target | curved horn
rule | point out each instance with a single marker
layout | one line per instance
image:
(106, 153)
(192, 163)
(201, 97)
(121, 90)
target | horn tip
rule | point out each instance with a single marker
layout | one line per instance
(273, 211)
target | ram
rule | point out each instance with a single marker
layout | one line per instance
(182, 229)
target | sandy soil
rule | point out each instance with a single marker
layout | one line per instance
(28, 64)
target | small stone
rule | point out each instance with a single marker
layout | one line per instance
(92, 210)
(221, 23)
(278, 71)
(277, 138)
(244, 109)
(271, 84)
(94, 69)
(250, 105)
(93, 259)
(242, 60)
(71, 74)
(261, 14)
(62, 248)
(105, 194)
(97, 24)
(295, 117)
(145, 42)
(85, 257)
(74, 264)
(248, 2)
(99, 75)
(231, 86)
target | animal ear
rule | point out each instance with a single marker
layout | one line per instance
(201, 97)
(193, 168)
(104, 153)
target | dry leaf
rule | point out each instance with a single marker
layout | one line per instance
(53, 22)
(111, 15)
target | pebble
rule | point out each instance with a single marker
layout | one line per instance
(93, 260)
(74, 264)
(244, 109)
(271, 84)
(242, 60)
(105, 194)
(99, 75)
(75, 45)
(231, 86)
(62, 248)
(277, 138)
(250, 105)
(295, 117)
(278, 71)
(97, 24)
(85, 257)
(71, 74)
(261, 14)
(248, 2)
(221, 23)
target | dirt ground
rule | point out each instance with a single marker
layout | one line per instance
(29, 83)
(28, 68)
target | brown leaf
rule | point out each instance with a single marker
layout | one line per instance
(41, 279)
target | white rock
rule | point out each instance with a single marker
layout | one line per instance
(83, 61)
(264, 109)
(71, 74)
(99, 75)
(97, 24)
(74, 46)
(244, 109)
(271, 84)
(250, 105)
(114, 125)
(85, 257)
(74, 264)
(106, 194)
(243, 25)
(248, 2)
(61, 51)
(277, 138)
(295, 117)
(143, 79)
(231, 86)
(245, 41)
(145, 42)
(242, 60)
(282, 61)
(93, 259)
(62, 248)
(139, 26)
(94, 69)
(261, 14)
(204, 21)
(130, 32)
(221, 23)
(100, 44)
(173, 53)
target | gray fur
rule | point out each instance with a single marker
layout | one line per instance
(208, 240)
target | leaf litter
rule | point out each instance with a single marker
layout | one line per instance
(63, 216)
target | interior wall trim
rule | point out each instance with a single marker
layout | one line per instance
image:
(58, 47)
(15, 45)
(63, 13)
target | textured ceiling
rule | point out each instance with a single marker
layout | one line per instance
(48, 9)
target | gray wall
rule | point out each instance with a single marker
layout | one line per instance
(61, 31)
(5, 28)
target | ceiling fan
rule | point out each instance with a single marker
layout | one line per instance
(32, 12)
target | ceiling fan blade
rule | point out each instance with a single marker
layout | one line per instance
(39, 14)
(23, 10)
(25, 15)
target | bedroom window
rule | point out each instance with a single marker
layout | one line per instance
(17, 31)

==

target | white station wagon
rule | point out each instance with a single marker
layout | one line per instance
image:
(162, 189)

Task to carry out → Please filter the data above down to every line containing the word "ceiling", treating uppercase and lowercase as different.

Solution for this task →
target | textured ceiling
target | ceiling fan
target | ceiling fan blade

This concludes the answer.